● **TASK DIRECTIONS**:
Turn the records below into a two-column CSV with the columns text and answer. Each row should pair one line of wording with all the points listed under it, with each value in a single quoted field, line breaks replaced by spaces, and the pictures left out.

Records of labeled points:
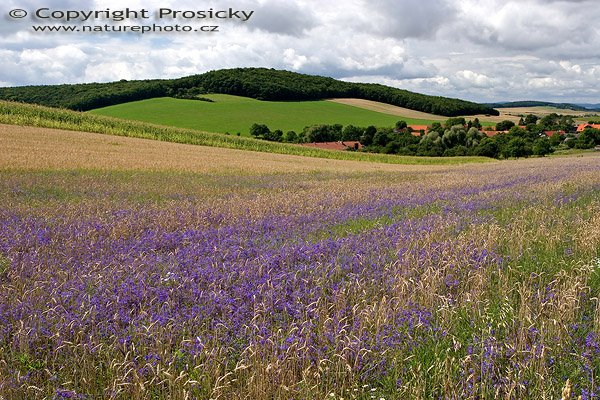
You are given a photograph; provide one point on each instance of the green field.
(235, 114)
(45, 117)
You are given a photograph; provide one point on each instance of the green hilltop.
(256, 83)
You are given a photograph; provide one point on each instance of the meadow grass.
(235, 114)
(30, 115)
(475, 281)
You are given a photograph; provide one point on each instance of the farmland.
(178, 273)
(234, 114)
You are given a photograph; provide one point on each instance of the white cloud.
(483, 50)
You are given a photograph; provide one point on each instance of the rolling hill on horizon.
(256, 83)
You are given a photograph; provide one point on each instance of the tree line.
(456, 137)
(257, 83)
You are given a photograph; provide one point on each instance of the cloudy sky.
(480, 50)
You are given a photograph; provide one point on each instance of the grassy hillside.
(257, 83)
(31, 115)
(235, 114)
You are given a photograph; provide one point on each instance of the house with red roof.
(418, 129)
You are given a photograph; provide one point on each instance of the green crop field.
(235, 114)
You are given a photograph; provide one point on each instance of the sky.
(478, 50)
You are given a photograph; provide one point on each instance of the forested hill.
(257, 83)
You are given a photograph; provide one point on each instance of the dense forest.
(257, 83)
(457, 137)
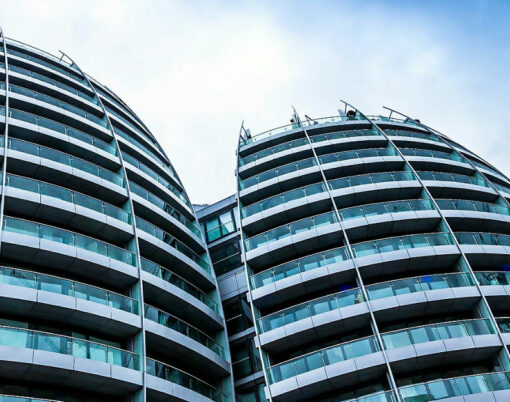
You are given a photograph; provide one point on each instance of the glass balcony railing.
(66, 345)
(58, 235)
(144, 168)
(483, 239)
(53, 82)
(402, 243)
(436, 332)
(157, 160)
(135, 129)
(283, 198)
(54, 284)
(176, 280)
(298, 266)
(13, 398)
(58, 103)
(273, 150)
(362, 153)
(344, 134)
(44, 63)
(503, 324)
(382, 396)
(172, 322)
(468, 205)
(176, 376)
(451, 387)
(385, 208)
(418, 284)
(63, 129)
(172, 242)
(279, 171)
(493, 278)
(294, 126)
(64, 194)
(290, 229)
(372, 178)
(459, 178)
(322, 358)
(66, 159)
(486, 167)
(432, 154)
(500, 187)
(309, 309)
(155, 200)
(413, 134)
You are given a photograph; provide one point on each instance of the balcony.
(299, 237)
(453, 185)
(301, 276)
(96, 367)
(489, 386)
(59, 204)
(395, 254)
(69, 301)
(165, 382)
(41, 244)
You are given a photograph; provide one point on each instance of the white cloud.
(194, 70)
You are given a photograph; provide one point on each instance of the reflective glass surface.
(37, 340)
(66, 237)
(49, 283)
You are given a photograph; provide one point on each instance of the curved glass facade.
(106, 286)
(376, 253)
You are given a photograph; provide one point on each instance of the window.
(226, 257)
(237, 314)
(219, 226)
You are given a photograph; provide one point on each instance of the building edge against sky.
(106, 286)
(361, 257)
(371, 255)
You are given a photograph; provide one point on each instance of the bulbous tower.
(377, 252)
(107, 292)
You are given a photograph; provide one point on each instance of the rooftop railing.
(322, 358)
(432, 154)
(481, 238)
(436, 332)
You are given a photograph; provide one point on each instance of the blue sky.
(194, 70)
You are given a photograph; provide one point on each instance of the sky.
(194, 70)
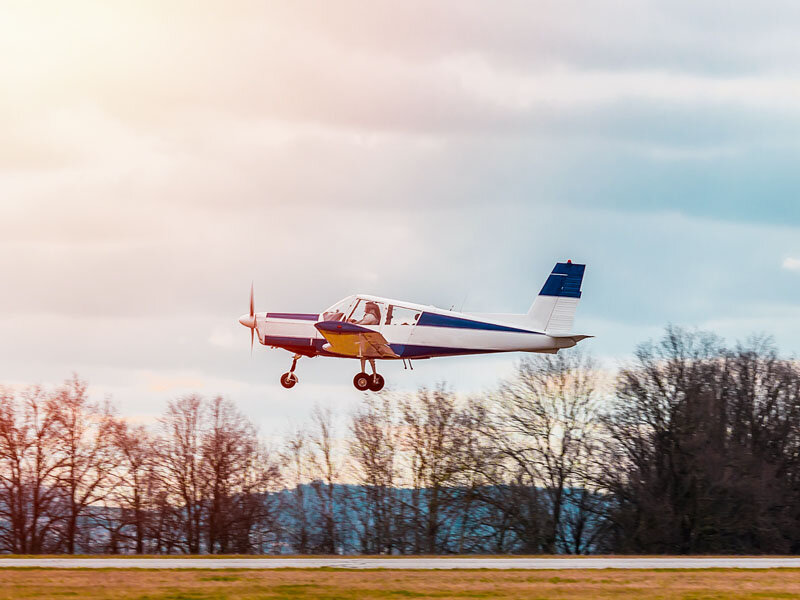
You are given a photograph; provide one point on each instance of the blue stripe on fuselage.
(313, 347)
(429, 319)
(297, 316)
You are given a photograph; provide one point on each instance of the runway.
(503, 563)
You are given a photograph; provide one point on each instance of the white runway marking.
(404, 563)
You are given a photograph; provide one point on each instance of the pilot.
(372, 315)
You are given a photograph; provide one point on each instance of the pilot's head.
(372, 308)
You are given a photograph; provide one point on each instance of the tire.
(362, 381)
(376, 383)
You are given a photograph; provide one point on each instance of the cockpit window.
(339, 311)
(399, 315)
(367, 312)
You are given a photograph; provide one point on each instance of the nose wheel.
(363, 381)
(289, 379)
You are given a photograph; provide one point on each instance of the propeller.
(253, 317)
(250, 319)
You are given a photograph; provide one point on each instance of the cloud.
(791, 264)
(158, 158)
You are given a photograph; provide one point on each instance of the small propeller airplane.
(372, 328)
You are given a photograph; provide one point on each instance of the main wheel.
(362, 381)
(288, 380)
(376, 382)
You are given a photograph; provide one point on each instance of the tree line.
(695, 448)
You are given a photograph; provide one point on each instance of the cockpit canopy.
(371, 311)
(339, 311)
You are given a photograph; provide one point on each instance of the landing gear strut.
(364, 382)
(289, 379)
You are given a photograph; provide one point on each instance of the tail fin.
(553, 311)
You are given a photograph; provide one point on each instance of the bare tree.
(85, 441)
(374, 446)
(432, 429)
(30, 499)
(136, 485)
(325, 466)
(181, 467)
(703, 449)
(295, 506)
(238, 477)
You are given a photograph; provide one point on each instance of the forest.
(691, 447)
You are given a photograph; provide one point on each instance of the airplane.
(370, 328)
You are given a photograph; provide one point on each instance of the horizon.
(159, 158)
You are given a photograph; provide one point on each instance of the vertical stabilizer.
(553, 311)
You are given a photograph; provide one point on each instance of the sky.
(158, 157)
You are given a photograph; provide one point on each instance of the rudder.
(553, 310)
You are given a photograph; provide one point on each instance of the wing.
(349, 339)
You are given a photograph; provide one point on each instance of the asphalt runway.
(406, 563)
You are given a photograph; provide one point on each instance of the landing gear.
(376, 385)
(363, 381)
(289, 379)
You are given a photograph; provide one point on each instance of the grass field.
(345, 584)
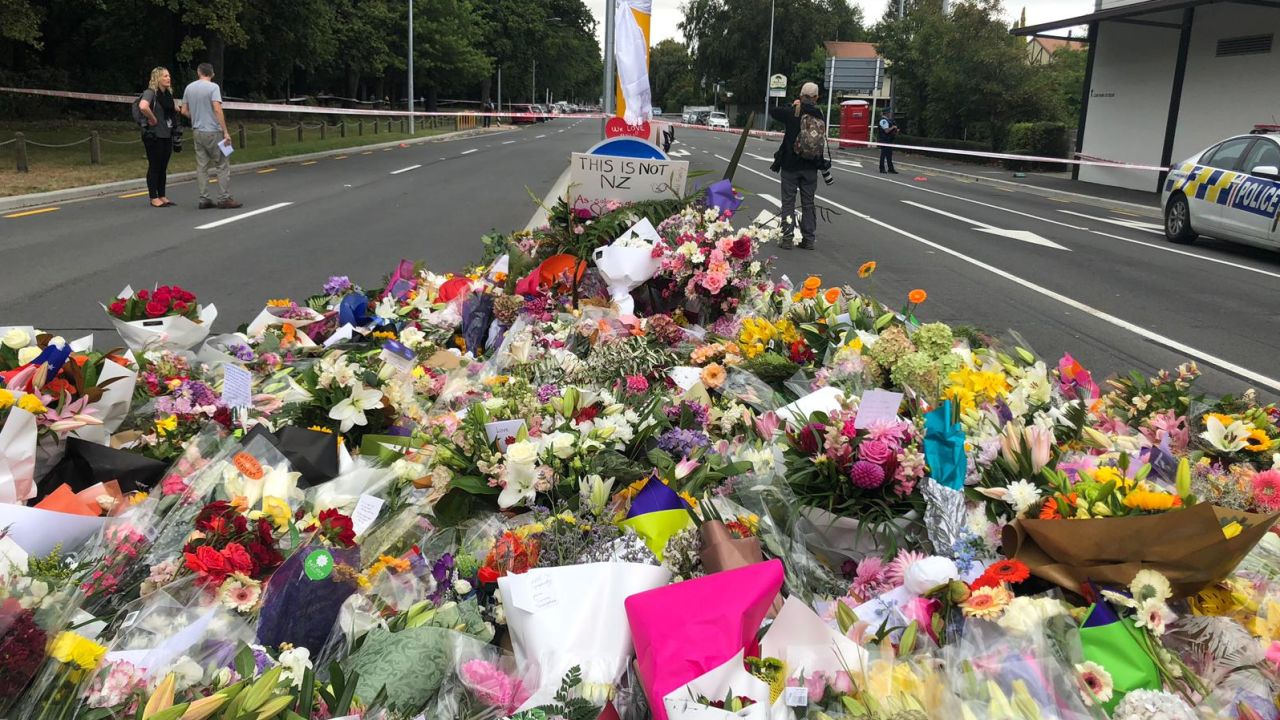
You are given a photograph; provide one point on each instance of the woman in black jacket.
(161, 117)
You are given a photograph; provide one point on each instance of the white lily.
(351, 411)
(1228, 438)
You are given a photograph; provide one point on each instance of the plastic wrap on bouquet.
(684, 630)
(728, 679)
(574, 615)
(18, 456)
(1196, 547)
(173, 332)
(629, 263)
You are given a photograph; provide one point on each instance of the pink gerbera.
(896, 572)
(1266, 490)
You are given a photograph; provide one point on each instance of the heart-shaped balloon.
(618, 127)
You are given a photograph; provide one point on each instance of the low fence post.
(19, 149)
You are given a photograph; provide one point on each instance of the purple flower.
(337, 283)
(682, 442)
(547, 392)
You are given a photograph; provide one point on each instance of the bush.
(1047, 140)
(945, 144)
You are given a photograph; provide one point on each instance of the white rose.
(522, 452)
(929, 573)
(562, 445)
(17, 338)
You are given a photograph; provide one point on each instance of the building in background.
(1168, 78)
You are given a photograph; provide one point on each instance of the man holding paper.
(202, 103)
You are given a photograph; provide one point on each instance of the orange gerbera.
(713, 376)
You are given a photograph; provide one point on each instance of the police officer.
(887, 132)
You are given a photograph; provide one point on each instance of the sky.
(667, 14)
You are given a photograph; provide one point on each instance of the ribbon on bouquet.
(631, 53)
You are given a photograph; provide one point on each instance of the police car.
(1230, 191)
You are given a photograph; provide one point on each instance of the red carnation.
(238, 559)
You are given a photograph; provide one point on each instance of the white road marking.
(242, 215)
(1025, 236)
(1105, 317)
(1132, 224)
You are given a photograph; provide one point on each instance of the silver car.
(1229, 191)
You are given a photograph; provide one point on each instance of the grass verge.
(123, 156)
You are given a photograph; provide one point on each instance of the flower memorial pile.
(618, 469)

● **TASK ANSWER**:
text,answer
"You are given a photograph; provide one point on each instance of the green field.","(235, 114) (45, 117)"
"You are given a photograph; provide one point on each instance of the green hilltop.","(256, 83)"
"You are given a photograph; provide one point on each instance of the meadow grass.","(235, 114) (30, 115) (475, 281)"
"You are given a photograph; provide one point on each instance of the farmland.","(178, 273) (234, 114)"
"You are given a photograph; provide one point on each instance of the white cloud.","(483, 50)"
"You are given a photograph; provide one point on each instance of the rolling hill on horizon.","(256, 83)"
"You are given a photograph; provide one point on each instance of the tree line.","(456, 137) (257, 83)"
"You are given a photograph; provide one point on each instance of the cloudy sky.","(480, 50)"
"You are given a photograph; provide one point on each instance of the grassy hillside.","(257, 83) (31, 115) (235, 114)"
"You are given a photograph; provide one point on each instance of the house with red roof.","(418, 129)"
"You are given a photograph; provide one point on each instance of the green crop field.","(235, 114)"
"You are given a photograph; provide one point on each instance of the sky.","(478, 50)"
"You are given a photograph; provide one point on each instance of the forested hill.","(257, 83)"
"You are given a photograph; provide one point on each instance of the dense forest.","(257, 83) (457, 137)"
"You are given a photograph; provide one point on each instance of the glass balcony railing.","(66, 345) (58, 235) (144, 168) (483, 239) (53, 82) (402, 243) (436, 332) (157, 160) (135, 129) (283, 198) (54, 284) (176, 280) (298, 266) (13, 398) (58, 103) (273, 150) (362, 153) (344, 134) (44, 63) (503, 324) (382, 396) (172, 322) (468, 205) (176, 376) (451, 387) (385, 208) (418, 284) (63, 129) (172, 242) (279, 171) (493, 278) (294, 126) (64, 194) (290, 229) (372, 178) (459, 178) (322, 358) (66, 159) (486, 167) (432, 154) (500, 187) (309, 309) (155, 200) (413, 134)"
"You are given a photograph; provide one point on each instance of the balcony.","(299, 237) (453, 185) (301, 276) (96, 367) (489, 386) (59, 204) (395, 254) (69, 301) (165, 382) (41, 244)"
"You are given a photograph; provide one point on each instance of the white cloud.","(194, 70)"
"You are given a photograph; provide one point on each instance of the reflective glass surface.","(37, 340) (66, 237) (49, 283)"
"You are given a photograph; provide one point on each instance of the curved glass facade.","(106, 286) (376, 253)"
"You are given a photograph; provide one point on each instance of the window.","(226, 257) (237, 314) (219, 226)"
"You are given a photograph; provide one point on each instance of the building edge against sky.","(106, 286) (361, 257) (371, 255)"
"You are given a photograph; provide one point on each instance of the bulbous tower.","(377, 252) (107, 292)"
"You are given a photograph; provide one point on each instance of the rooftop railing.","(322, 358) (432, 154) (481, 238) (436, 332)"
"You are given a photograph; provide one point on each instance of the blue sky.","(194, 70)"
"You are given a photograph; provide one point on each instance of the sky.","(194, 70)"
"You are given a photograph; provide one point on each instance of the blue stripe on fuselage.","(313, 347) (429, 319) (297, 316)"
"You are given a photograph; provide one point on each instance of the runway.","(503, 563)"
"You are given a photograph; provide one point on each instance of the white runway marking.","(404, 563)"
"You are given a photograph; provide one point on each instance of the pilot.","(372, 315)"
"You are given a photograph; provide one point on each instance of the pilot's head.","(372, 308)"
"You are given a photograph; provide one point on each instance of the tire.","(362, 381) (376, 383)"
"You are given a photograph; provide one point on each instance of the cockpit window.","(339, 311) (399, 315) (367, 312)"
"You are given a photograph; provide one point on each instance of the nose wheel.","(363, 381) (289, 379)"
"You are given a photograph; provide one point on each instance of the propeller.","(253, 317) (250, 319)"
"You are given a photograph; provide one point on each instance of the cloud.","(791, 264) (158, 158)"
"You are given a photograph; provide one point on each instance of the small propeller airplane.","(372, 328)"
"You are given a photograph; provide one point on each instance of the main wheel.","(362, 381) (288, 380) (376, 382)"
"You are given a photograph; provide one point on each instance of the tree line.","(695, 448)"
"You are given a photograph; provide one point on each instance of the cockpit canopy.","(371, 311) (339, 311)"
"You are given a photograph; provide one point on each instance of the landing gear strut.","(364, 382) (289, 379)"
"You are given a photograph; provide one point on each instance of the tail fin.","(553, 311)"
"You are given a photograph; provide one point on each instance of the bare tree.","(85, 441) (374, 446) (432, 429) (30, 499) (136, 485) (325, 466) (181, 467) (703, 449) (295, 506) (238, 477)"
"You are given a photograph; provide one point on each instance of the forest.","(691, 447)"
"You are given a photograph; provide one point on each instance of the airplane.","(370, 328)"
"You are given a photograph; provide one point on each instance of the horizon.","(159, 158)"
"You are given a photograph; provide one point on each instance of the vertical stabilizer.","(553, 311)"
"You are given a photograph; provide one point on each instance of the sky.","(158, 157)"
"You are given a photograph; provide one point on each instance of the rudder.","(553, 310)"
"You are given a photograph; provide one point on each instance of the wing.","(349, 339)"
"You are given a photograph; provide one point on each instance of the asphalt runway.","(406, 563)"
"You are given a photograph; provide one point on each instance of the landing gear.","(376, 385) (363, 381) (289, 379)"
"You are given a photograph; provide one point on each instance of the grass field.","(345, 584)"
"You are given a photograph; provide one point on each instance of the woman in black jacket.","(161, 117)"
"You are given a photograph; provide one point on each instance of the white lily.","(351, 411) (1228, 438)"
"You are given a photograph; provide one point on each instance of the plastic wrap on bouquet.","(684, 630) (728, 679) (574, 615) (18, 456) (1196, 547) (173, 332) (629, 263)"
"You are given a photograph; provide one point on each instance of the pink gerbera.","(896, 572) (1266, 490)"
"You are given a photograph; provide one point on each instance of the heart-shaped balloon.","(618, 127)"
"You are given a photograph; provide one point on each instance of the low fence post.","(19, 149)"
"You are given a photograph; provide one point on each instance of the purple flower.","(337, 283) (682, 442) (547, 392)"
"You are given a photograph; provide one point on each instance of the bush.","(1047, 140) (945, 144)"
"You are given a photograph; provide one point on each instance of the white rose.","(522, 452) (929, 573) (562, 445) (17, 338)"
"You are given a photograph; provide one point on each instance of the building in background.","(1168, 78)"
"You are given a photograph; provide one point on each instance of the man holding paper.","(202, 103)"
"You are given a photograph; provide one point on each instance of the orange gerbera.","(713, 376)"
"You are given a photograph; provide one point on each instance of the police officer.","(887, 132)"
"You are given a photograph; provide one point on each instance of the sky.","(667, 14)"
"You are given a photograph; provide one point on each instance of the ribbon on bouquet.","(631, 53)"
"You are given a photograph; provide one point on each instance of the police car.","(1230, 191)"
"You are given a photograph; provide one point on each instance of the red carnation.","(238, 559)"
"You are given a photograph; provide one point on each instance of the white road marking.","(242, 215) (1025, 236) (1105, 317) (1132, 224)"
"You are given a photograph; provide one point on each instance of the silver car.","(1229, 191)"
"You are given a photograph; provide one point on each instance of the grass verge.","(123, 156)"
"You are given a photograph; provide one point on each instance of the flower memorial pile.","(618, 469)"